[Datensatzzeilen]

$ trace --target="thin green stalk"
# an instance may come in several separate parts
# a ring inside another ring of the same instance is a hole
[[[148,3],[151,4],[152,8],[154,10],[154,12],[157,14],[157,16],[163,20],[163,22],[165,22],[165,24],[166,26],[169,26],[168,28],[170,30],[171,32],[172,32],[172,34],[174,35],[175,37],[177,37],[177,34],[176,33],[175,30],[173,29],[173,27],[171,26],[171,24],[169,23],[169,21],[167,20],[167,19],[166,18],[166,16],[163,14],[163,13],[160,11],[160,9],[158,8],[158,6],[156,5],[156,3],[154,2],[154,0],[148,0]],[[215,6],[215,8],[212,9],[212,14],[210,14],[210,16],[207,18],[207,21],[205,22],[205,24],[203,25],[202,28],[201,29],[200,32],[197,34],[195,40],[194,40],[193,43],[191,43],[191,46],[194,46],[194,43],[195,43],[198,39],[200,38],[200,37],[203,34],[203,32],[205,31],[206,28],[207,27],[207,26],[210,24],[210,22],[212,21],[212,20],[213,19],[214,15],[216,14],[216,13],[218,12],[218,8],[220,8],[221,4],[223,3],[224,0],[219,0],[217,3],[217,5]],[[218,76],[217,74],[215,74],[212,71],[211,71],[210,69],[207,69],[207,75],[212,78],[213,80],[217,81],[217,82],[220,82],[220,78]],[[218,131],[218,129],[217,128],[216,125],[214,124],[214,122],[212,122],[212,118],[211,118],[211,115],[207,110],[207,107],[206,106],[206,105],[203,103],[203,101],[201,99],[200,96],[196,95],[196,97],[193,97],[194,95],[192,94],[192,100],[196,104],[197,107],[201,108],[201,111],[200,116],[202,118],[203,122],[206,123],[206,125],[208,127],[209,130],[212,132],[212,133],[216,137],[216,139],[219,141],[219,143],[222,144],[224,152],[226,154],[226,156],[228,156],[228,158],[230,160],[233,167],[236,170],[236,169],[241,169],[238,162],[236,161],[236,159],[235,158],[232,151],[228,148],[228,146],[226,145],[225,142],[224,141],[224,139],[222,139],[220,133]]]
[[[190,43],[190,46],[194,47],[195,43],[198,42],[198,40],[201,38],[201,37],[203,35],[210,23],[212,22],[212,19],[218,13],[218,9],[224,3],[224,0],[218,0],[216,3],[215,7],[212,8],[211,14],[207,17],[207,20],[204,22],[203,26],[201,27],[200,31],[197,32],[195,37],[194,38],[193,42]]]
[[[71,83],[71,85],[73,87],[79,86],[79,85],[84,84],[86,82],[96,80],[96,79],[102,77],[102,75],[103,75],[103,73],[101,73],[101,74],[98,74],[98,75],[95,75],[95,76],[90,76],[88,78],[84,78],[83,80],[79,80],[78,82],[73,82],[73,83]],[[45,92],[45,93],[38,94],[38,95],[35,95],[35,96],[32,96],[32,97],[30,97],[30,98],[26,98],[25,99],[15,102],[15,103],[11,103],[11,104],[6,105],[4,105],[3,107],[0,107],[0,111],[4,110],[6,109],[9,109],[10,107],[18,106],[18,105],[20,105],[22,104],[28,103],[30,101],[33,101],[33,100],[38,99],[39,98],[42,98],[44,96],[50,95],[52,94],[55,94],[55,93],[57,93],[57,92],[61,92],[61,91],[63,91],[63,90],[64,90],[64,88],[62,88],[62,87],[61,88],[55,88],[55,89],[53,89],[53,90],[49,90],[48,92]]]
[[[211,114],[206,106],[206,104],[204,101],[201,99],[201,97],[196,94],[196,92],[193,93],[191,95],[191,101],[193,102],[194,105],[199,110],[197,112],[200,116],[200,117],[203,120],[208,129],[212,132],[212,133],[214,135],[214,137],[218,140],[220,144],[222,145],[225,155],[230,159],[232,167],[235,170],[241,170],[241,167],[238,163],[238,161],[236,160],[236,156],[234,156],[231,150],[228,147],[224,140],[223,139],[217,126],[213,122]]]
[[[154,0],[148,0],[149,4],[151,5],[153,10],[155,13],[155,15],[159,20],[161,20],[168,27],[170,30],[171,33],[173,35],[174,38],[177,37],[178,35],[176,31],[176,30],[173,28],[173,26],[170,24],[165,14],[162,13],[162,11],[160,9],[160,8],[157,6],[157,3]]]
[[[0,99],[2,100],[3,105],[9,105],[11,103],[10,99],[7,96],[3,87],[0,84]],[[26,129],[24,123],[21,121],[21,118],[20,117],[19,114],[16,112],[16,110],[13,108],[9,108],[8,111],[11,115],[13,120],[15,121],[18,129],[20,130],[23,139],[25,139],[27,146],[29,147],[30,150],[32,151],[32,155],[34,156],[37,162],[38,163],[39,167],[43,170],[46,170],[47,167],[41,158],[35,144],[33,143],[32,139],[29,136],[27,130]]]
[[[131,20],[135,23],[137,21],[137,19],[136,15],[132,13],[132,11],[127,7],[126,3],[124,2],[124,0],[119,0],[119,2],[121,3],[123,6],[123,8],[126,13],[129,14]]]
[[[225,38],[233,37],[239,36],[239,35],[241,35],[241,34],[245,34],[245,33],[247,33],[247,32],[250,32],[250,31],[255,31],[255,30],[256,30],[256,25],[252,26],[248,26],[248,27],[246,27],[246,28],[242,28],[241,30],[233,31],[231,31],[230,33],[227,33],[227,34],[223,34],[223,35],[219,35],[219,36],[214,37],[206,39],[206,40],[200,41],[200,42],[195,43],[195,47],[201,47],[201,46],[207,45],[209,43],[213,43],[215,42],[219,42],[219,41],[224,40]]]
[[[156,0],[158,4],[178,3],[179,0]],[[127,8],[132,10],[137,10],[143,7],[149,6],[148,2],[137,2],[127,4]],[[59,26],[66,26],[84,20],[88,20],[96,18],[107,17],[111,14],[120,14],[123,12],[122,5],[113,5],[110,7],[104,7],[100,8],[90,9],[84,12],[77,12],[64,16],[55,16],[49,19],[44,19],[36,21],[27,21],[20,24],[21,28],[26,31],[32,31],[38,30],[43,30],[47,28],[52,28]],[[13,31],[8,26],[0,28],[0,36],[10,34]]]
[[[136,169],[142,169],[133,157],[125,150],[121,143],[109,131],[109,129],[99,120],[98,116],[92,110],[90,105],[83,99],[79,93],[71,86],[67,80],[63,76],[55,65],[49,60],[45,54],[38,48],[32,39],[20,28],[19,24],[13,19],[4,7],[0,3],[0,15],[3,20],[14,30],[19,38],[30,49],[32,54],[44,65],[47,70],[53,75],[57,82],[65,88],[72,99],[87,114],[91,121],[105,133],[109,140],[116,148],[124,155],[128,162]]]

*AUFGABENBESCHREIBUNG*
Gib die Zeilen vom Anfang der Einträge bis einschließlich der Zeile mit „# a ring inside“ unverändert wieder.

*DIE AUSGABE*
$ trace --target="thin green stalk"
# an instance may come in several separate parts
# a ring inside another ring of the same instance is a hole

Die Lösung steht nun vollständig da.